The intangible realm of economics has a startling correlation with the most concretely physical aspects of society: our built environments. Land speculation punches unsightly holes in the urban fabric of cities and flings development further outward. The very existence of cities supports agglomeration theory–that there is economic advantage in closeness. So why does Phoenix (among other US cities) look like it was built to keep everyone and everything as far apart as possible?

Henry George did not live to witness the epidemic of sprawl in America, but due to it his theories are more relevant than ever. Mary Rawson of the Urban Land Institute asserts that, “The sprawl problem is almost purely the result of land speculation at work,” and that land value taxation would create, “pressures tending toward the efficiency of development” by taxing land speculators based on the potential earning power of their property.[21] This relationship is partially due to the physical barrier to density posed by vacant lots, but perhaps even more so by the high land prices speculators create. By restricting so much land from the open market, speculators create an artificial scarcity of land that drives up surrounding prices and pushes development further out in effort to find affordable land.[22]

Residential density is heavily discouraged under current property tax structure. High density makes communities walkable, public transportation effective, and automobile use optional.[23] It is important to note that the land value tax not only spurs development, but more specifically that it spurs dense development. In theory, it would cause sprawl to contract by incentivizing development in the most dense urban areas and disincentivizing development on the exurban fringe.  Urban planners and city politicians struggling to combat sprawl tend to jump to coercive measures with mixed results (Portland, Oregon’s urban growth boundary is among the more successful examples, but even Portland struggles to combat sprawl within the boundary)[24].

Considering the incentive to sprawl due to property tax structure, these measures are akin to herding cats in an aviary as opposed to placing a bowl of catnip in the center.  This approach ignores the artificially constructed enticements to sprawl, the fundamental root of the problem. The field of urban planning and governance often attempts to combat behavior with restrictions as opposed to merely eliminating distortions in tax structure to incentivize positive behavior – in this case, compact development.

 

Vacancy

Cities like Detroit, New Orleans, and St. Louis have been caught in a vicious cycle. The loss of industry has led to economic decline, which results in vacancy, which leads to reduced public funds, high crime, and less investment, all of which leads to further economic decline. High vacancy rates are the both the physical result of economic decline as well as a primary cause of economic decline. In many cities, especially in the rust belt, landowners may not be incentivized to speculate within a booming market but the cost of holding land vacant remains negligible.

#### [Material]

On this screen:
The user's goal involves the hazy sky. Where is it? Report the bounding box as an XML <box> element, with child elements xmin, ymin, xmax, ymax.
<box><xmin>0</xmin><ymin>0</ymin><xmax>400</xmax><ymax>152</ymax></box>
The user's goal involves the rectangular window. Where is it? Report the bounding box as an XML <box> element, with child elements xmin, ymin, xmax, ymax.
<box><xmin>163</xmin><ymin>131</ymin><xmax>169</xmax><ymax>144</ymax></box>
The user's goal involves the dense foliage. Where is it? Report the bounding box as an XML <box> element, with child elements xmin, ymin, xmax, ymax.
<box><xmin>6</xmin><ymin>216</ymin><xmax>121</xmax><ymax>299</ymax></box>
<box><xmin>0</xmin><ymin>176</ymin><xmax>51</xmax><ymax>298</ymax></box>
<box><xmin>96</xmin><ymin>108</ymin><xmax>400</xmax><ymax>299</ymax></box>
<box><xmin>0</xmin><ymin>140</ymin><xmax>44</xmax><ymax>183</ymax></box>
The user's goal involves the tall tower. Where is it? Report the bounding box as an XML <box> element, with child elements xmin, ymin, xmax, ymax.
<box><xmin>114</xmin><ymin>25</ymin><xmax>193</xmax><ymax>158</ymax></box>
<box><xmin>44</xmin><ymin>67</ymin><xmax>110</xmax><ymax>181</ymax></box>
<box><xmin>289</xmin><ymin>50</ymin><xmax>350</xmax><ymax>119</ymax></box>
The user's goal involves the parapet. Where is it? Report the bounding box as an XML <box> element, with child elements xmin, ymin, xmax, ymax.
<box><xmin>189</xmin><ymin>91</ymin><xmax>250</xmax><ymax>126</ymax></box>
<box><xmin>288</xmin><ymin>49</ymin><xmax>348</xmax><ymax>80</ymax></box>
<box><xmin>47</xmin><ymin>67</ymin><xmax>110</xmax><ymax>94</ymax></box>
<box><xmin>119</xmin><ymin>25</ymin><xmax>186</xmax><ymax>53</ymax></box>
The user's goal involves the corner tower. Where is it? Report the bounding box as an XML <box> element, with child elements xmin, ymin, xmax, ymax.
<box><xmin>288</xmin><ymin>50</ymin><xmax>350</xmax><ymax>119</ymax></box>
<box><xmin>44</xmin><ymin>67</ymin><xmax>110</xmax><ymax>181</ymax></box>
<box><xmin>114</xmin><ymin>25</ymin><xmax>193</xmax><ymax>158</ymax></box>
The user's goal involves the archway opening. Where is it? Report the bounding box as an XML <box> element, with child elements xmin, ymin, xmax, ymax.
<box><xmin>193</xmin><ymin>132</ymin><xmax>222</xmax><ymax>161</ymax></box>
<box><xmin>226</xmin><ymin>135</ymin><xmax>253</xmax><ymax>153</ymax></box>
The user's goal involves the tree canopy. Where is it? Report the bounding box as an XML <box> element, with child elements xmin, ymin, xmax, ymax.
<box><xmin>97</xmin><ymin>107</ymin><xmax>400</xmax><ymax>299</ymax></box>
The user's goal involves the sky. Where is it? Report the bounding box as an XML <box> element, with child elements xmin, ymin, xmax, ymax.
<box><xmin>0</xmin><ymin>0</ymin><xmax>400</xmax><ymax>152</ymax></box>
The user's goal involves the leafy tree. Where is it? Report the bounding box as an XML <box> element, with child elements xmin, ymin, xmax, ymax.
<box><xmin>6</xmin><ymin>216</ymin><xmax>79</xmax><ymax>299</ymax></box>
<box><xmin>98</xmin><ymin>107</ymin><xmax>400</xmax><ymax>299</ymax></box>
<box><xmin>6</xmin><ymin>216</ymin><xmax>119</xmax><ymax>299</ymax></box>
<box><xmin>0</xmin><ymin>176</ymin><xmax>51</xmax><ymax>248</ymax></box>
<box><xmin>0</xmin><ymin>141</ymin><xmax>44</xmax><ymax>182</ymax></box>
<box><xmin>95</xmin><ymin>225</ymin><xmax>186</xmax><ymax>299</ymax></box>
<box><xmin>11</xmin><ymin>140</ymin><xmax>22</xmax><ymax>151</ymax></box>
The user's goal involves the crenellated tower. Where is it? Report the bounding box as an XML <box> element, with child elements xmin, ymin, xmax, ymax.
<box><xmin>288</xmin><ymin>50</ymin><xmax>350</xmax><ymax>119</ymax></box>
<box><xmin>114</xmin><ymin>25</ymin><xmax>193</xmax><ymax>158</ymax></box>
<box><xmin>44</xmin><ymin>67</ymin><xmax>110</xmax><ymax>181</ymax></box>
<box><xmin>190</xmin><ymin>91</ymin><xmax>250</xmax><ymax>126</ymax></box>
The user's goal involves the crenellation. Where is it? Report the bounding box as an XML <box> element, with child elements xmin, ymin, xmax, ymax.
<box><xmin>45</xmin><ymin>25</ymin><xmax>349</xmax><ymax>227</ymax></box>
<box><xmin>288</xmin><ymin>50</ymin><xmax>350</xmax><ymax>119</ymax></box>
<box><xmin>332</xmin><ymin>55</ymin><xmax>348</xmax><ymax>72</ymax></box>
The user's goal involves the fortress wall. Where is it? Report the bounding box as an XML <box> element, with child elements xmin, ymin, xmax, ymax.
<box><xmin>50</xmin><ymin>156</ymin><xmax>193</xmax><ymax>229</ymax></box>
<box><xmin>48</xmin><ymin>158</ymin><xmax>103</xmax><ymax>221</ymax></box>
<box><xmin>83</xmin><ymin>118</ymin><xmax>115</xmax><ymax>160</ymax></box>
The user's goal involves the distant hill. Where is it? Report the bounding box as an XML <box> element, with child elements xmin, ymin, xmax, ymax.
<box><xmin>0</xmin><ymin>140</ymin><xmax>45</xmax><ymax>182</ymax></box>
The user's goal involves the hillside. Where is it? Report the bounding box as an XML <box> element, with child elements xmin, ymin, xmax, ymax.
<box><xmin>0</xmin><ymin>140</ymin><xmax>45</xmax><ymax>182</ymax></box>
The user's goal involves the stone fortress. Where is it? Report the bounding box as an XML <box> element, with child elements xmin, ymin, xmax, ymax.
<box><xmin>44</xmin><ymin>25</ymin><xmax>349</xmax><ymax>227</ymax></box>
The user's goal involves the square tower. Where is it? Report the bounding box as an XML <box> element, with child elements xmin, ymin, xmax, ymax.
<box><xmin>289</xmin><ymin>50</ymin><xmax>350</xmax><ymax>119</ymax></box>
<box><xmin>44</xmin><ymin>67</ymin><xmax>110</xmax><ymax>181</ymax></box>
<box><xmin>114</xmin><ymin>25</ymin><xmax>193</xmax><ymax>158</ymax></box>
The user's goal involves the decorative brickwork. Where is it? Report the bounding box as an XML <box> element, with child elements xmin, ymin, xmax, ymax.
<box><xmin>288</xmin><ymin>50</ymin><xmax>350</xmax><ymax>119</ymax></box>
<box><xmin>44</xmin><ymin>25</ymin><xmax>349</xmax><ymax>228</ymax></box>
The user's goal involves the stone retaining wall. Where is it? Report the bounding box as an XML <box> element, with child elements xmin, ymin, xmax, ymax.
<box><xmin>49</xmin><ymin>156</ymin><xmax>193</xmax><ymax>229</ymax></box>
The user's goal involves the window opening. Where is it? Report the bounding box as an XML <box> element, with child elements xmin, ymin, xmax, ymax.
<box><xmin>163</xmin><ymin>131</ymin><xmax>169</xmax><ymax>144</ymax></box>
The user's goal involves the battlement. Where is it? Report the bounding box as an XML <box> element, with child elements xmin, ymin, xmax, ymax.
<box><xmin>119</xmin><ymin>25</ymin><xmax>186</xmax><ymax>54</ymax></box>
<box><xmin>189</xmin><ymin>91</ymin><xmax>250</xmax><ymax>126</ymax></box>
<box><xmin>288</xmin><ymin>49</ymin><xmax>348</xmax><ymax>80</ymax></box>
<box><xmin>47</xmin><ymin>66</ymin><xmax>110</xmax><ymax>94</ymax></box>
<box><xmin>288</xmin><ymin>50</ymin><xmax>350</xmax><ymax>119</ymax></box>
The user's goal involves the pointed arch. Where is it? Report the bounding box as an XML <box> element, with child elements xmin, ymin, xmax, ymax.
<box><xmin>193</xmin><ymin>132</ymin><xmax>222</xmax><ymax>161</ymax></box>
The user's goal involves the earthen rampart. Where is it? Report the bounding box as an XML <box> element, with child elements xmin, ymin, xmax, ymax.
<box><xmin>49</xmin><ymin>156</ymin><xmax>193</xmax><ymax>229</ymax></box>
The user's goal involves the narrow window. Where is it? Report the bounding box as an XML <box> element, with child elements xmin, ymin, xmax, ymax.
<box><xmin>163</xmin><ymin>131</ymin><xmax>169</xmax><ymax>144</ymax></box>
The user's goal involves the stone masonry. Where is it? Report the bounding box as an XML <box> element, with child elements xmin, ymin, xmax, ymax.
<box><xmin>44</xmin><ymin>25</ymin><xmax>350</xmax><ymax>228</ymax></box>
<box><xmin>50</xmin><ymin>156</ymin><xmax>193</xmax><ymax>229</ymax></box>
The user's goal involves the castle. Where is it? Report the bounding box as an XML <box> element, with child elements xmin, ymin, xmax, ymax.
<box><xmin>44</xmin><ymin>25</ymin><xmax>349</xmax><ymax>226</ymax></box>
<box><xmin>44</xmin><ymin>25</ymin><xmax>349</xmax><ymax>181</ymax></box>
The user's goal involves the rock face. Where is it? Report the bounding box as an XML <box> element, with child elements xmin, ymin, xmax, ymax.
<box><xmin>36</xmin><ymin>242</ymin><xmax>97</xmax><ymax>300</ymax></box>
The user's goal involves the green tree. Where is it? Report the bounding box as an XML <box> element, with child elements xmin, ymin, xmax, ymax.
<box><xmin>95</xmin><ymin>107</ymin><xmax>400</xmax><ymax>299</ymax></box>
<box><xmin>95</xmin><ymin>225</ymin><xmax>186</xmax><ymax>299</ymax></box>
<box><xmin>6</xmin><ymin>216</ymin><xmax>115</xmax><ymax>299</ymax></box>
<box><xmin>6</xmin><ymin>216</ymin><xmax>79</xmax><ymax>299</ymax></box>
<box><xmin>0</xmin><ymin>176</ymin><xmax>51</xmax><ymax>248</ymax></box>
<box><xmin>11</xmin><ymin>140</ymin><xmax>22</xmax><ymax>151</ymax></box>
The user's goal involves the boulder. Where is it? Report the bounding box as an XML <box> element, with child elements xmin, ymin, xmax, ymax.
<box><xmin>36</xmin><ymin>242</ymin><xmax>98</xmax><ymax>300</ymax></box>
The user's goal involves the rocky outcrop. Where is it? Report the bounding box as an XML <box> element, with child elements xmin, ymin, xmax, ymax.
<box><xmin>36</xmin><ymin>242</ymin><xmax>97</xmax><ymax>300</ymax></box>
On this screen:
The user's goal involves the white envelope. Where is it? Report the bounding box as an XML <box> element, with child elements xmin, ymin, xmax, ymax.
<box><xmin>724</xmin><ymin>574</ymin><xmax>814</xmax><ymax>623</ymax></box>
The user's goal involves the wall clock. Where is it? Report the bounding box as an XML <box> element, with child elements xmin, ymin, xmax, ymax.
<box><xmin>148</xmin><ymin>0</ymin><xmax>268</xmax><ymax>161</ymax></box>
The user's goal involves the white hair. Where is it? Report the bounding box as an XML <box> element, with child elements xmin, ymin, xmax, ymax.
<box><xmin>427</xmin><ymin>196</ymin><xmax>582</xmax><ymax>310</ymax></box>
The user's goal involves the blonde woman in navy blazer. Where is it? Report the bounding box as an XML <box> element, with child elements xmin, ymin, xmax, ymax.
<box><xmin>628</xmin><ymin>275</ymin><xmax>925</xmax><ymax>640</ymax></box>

#### [Your tasks]
1) Set down the passage on land speculation and sprawl word for word, starting at "Cities like Detroit, New" and ending at "vacant remains negligible.".
2) In the passage on land speculation and sprawl, which city's urban growth boundary is named as one of the more successful examples?
3) Translate this sentence from the passage on land speculation and sprawl into Spanish: "Residential density is heavily discouraged under current property tax structure."
None of the items is needed here.

#### [Expected results]
1)
Cities like Detroit, New Orleans, and St. Louis have been caught in a vicious cycle. The loss of industry has led to economic decline, which results in vacancy, which leads to reduced public funds, high crime, and less investment, all of which leads to further economic decline. High vacancy rates are the both the physical result of economic decline as well as a primary cause of economic decline. In many cities, especially in the rust belt, landowners may not be incentivized to speculate within a booming market but the cost of holding land vacant remains negligible.

2) Portland, Oregon.

3) La densidad residencial se ve fuertemente desalentada bajo la estructura actual del impuesto sobre la propiedad.